Record set ▸
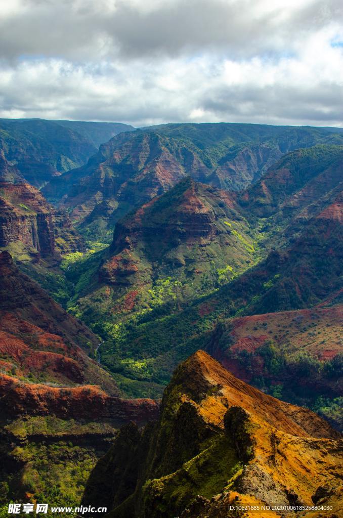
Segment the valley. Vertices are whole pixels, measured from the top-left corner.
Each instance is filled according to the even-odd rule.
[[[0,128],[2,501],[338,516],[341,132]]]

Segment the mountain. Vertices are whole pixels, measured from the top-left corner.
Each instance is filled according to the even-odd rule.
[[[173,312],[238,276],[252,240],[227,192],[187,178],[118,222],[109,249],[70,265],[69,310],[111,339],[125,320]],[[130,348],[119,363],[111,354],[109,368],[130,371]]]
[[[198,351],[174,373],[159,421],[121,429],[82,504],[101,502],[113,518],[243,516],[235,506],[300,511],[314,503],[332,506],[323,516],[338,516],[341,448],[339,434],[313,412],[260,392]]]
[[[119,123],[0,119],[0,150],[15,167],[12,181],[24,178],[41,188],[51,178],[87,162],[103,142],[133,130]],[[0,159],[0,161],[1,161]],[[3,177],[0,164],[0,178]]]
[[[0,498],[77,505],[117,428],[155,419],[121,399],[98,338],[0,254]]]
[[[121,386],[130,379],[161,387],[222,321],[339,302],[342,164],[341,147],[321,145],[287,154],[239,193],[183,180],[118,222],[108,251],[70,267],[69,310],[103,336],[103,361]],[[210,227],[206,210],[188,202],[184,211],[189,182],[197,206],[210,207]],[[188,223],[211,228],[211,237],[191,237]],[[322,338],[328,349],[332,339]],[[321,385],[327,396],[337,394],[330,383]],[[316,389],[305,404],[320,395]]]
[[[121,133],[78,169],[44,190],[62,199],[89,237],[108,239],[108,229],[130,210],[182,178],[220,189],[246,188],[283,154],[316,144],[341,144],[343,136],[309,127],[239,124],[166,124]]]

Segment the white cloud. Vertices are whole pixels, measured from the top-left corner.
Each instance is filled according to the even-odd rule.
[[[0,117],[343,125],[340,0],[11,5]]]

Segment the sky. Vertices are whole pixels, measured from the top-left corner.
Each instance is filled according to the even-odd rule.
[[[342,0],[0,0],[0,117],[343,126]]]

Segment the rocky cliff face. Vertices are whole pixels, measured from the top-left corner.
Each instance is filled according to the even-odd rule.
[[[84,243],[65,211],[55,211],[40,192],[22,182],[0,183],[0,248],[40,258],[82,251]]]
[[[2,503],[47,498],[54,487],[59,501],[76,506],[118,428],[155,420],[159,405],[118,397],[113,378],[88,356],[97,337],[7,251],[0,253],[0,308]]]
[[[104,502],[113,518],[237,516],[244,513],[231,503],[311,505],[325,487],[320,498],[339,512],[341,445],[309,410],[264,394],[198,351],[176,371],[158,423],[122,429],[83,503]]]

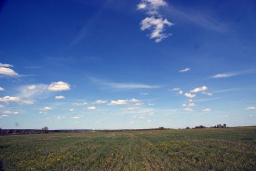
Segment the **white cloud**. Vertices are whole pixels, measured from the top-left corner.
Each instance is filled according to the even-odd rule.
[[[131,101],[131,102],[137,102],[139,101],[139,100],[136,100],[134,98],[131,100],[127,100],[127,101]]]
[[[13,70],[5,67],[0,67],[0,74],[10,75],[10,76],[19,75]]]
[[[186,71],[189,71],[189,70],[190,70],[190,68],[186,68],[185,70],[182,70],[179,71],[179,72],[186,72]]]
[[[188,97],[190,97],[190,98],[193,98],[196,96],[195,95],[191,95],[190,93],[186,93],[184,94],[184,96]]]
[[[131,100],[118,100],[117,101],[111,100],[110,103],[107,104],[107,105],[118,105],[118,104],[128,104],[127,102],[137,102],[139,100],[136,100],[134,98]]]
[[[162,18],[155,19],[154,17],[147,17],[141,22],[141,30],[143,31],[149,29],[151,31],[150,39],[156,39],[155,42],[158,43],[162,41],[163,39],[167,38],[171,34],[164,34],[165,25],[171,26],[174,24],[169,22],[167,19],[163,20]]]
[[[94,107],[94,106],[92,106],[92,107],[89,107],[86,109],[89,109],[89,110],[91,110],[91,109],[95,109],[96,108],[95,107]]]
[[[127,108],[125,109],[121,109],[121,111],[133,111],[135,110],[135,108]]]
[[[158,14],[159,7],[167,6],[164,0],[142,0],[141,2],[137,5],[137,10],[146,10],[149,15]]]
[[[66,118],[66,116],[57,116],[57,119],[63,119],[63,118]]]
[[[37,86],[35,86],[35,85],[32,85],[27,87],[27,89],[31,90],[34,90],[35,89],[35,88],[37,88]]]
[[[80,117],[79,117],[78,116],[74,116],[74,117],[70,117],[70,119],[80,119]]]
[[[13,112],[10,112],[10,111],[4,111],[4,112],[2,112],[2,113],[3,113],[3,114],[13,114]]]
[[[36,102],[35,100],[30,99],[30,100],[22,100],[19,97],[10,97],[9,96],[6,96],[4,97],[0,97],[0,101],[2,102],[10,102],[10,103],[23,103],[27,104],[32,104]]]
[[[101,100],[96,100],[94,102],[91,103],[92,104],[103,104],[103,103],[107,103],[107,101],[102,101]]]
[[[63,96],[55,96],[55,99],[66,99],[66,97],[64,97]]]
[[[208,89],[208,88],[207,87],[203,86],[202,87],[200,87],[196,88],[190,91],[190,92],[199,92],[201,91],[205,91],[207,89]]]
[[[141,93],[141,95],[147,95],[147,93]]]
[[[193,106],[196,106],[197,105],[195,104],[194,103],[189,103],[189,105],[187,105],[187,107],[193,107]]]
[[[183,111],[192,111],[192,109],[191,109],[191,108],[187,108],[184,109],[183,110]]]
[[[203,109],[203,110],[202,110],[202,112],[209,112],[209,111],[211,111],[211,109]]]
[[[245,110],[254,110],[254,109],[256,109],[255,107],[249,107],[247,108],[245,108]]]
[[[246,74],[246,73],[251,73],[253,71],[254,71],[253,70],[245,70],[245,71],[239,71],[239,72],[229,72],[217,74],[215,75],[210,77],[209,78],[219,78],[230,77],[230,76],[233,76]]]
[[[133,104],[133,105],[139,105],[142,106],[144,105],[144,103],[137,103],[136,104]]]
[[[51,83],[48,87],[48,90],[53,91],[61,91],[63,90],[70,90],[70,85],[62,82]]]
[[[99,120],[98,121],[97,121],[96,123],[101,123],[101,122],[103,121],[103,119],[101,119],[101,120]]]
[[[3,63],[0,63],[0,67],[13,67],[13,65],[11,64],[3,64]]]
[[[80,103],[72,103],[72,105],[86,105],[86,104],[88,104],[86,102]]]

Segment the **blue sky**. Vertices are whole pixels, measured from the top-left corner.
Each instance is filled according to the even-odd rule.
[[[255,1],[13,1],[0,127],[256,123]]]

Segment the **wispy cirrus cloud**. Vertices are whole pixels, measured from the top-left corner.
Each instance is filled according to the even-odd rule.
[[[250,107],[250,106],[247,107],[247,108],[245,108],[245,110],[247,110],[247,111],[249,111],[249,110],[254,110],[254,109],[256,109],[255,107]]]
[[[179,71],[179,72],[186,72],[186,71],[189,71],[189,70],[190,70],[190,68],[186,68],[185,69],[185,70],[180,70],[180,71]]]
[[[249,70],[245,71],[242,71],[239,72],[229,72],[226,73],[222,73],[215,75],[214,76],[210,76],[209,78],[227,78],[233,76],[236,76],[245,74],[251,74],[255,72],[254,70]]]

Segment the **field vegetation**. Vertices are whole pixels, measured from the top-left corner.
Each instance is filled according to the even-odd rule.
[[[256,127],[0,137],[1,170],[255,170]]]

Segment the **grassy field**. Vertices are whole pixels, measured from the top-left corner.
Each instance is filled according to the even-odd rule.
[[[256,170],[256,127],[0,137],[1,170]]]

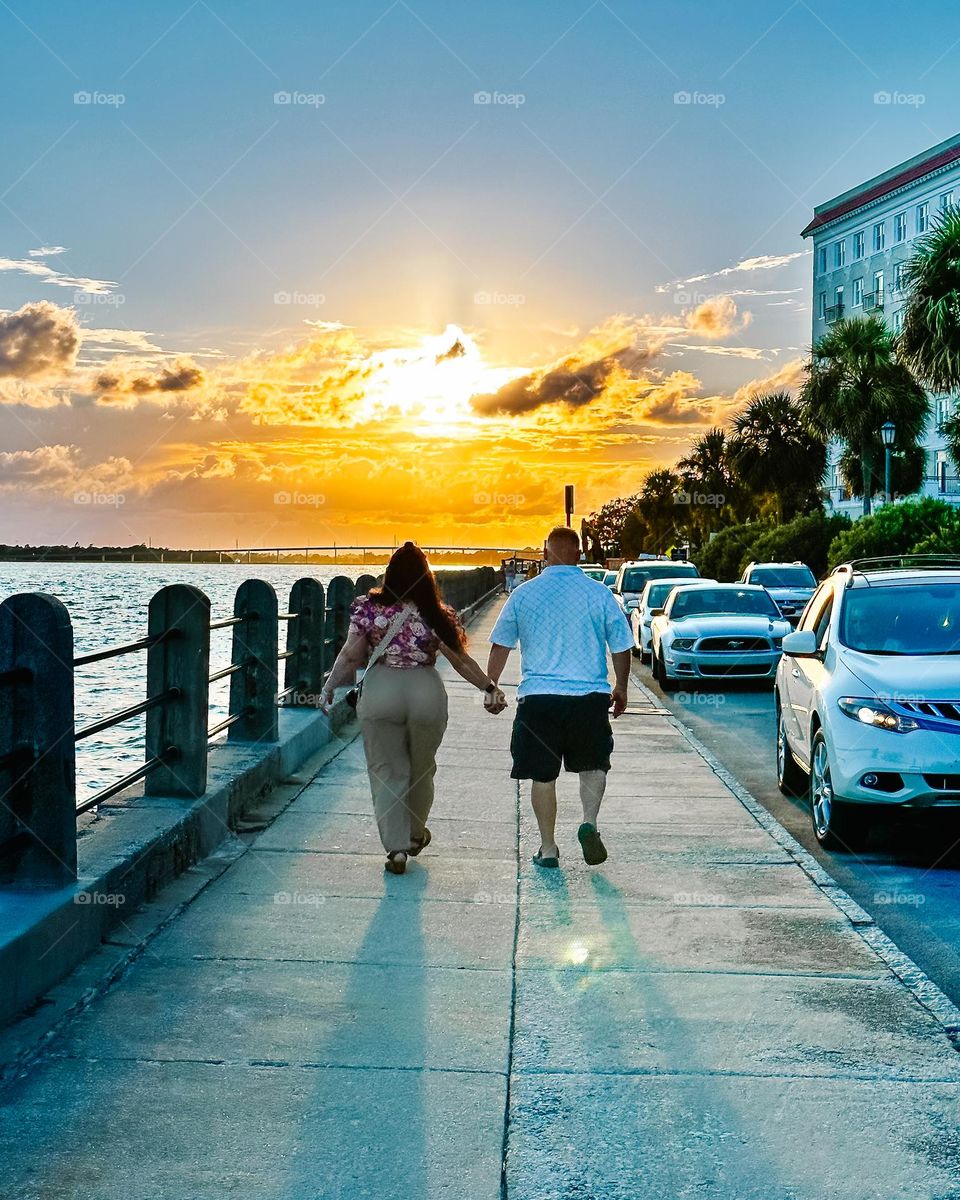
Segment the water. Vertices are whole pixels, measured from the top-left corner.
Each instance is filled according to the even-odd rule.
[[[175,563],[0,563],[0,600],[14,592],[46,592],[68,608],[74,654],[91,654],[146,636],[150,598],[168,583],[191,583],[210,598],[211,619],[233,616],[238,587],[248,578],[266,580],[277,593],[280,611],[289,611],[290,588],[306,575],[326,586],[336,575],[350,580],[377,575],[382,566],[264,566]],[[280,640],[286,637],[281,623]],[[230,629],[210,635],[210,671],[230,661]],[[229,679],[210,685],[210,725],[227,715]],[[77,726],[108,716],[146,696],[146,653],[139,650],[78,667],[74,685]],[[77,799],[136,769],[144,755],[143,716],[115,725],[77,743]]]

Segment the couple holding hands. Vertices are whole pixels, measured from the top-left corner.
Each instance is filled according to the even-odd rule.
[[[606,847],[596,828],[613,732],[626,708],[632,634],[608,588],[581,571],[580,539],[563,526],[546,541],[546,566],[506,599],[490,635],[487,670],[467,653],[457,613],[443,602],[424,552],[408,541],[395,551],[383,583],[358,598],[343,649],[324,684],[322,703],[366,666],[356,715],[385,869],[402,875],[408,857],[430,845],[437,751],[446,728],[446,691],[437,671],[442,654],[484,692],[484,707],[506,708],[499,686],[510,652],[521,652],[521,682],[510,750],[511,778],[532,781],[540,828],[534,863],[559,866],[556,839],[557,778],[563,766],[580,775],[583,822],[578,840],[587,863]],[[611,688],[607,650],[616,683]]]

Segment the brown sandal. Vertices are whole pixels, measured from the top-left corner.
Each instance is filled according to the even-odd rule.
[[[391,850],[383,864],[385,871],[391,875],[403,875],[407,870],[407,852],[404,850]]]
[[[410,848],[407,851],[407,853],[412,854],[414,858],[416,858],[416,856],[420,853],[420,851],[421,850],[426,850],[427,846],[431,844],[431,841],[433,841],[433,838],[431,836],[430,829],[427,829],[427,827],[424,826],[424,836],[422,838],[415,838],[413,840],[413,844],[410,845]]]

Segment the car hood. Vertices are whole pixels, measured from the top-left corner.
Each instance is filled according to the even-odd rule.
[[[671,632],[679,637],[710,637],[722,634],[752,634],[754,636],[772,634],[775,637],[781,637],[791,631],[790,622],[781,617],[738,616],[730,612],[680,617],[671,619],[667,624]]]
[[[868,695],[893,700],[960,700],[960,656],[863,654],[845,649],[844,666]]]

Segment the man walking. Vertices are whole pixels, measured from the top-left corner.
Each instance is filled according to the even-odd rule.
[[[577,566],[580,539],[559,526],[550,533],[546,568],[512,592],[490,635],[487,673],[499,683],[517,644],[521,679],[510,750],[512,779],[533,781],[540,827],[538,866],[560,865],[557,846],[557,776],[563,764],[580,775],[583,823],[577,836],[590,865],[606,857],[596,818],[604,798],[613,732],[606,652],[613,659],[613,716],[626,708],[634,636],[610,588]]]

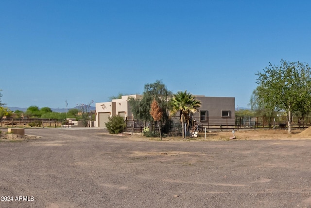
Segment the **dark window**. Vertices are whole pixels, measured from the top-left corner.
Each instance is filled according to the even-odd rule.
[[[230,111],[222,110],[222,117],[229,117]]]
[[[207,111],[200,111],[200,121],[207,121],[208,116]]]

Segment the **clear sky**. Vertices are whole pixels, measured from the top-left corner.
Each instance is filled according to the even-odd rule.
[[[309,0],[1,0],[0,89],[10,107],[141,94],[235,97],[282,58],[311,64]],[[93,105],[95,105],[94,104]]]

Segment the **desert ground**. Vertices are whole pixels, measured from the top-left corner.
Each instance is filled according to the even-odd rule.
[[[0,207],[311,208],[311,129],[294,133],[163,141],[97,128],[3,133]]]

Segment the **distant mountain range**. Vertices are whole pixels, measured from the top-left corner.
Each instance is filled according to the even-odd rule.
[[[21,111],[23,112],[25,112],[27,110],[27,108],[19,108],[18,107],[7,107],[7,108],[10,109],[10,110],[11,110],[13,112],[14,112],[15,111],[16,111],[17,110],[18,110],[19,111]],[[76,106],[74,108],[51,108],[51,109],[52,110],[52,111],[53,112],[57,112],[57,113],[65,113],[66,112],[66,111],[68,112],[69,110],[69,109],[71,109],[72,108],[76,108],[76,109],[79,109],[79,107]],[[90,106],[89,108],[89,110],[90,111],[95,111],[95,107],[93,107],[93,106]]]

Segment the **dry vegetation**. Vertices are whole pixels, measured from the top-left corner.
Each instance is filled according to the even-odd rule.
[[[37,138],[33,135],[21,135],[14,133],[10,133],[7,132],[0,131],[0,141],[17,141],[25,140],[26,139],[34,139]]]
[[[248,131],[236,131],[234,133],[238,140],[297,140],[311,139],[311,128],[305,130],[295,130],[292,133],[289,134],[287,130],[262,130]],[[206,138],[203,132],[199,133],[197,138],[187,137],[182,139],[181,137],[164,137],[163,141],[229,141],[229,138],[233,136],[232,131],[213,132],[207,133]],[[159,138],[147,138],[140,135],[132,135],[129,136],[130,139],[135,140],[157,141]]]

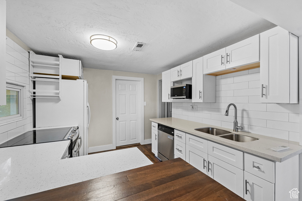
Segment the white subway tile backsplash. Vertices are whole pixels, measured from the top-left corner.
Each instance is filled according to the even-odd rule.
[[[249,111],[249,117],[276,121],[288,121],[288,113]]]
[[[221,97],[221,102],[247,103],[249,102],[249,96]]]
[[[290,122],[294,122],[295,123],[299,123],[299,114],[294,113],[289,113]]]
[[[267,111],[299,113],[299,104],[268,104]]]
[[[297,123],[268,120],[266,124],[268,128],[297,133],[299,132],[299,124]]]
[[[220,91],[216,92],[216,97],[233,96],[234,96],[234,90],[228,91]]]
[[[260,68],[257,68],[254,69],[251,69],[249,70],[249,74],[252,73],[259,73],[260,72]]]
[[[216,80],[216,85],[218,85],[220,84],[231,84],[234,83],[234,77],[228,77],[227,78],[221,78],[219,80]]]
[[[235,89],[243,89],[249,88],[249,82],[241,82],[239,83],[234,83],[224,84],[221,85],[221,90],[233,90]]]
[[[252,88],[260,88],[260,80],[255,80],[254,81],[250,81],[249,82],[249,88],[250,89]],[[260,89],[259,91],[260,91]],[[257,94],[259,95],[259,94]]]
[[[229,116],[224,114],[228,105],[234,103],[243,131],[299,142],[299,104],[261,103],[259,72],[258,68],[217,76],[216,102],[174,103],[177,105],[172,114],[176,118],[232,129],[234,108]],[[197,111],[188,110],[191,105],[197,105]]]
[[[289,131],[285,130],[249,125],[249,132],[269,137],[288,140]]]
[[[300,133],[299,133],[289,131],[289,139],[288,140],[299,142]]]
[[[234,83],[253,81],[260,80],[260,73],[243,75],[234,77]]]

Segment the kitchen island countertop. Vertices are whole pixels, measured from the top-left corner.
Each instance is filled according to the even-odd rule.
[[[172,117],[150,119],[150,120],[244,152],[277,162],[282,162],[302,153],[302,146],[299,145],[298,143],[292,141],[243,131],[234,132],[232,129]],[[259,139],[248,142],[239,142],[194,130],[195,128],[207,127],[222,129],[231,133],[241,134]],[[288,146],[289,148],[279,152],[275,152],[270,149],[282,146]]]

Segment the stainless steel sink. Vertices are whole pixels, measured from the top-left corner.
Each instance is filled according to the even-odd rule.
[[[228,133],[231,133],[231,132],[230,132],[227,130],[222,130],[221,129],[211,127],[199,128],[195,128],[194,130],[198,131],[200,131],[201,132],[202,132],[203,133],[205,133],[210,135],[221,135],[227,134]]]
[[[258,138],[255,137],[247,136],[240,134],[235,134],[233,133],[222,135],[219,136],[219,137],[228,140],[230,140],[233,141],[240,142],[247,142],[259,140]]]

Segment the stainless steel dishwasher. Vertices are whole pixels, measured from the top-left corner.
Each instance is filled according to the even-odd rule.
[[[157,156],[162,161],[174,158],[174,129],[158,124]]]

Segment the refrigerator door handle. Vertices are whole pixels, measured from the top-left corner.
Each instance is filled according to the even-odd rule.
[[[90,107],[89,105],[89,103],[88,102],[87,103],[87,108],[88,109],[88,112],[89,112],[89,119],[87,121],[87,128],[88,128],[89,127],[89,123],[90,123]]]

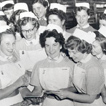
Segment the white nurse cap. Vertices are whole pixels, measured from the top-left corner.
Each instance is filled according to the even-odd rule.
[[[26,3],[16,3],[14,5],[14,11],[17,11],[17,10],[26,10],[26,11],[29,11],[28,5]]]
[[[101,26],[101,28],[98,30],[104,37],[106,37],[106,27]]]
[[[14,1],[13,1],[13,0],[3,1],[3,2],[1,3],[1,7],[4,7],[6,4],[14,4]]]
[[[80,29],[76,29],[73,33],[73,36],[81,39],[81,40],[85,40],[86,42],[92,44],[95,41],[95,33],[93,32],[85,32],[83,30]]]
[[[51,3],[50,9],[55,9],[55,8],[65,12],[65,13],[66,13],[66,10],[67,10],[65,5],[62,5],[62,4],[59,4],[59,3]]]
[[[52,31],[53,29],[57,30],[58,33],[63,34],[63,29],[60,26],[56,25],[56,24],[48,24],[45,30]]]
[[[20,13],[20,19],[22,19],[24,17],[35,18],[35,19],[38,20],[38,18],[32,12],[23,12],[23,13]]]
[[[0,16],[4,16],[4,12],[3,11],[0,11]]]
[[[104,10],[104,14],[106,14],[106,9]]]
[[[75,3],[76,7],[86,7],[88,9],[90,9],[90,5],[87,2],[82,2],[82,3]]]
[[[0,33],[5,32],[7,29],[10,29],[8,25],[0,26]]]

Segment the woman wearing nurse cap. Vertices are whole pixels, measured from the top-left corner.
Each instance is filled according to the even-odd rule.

Goal ▸ Can you write out again the lines from the first one above up to and including the line with "[[[0,128],[2,501],[338,516],[341,132]]]", adding 104 to every polygon vertex coordinate and keeping all other text as is? Leave the picture out.

Task response ▸
Segment the valley. Vertices are whole pixels, measured from the top-left corner.
Each instance is filled according to the even-odd rule.
[[[104,232],[106,605],[442,620],[445,236]]]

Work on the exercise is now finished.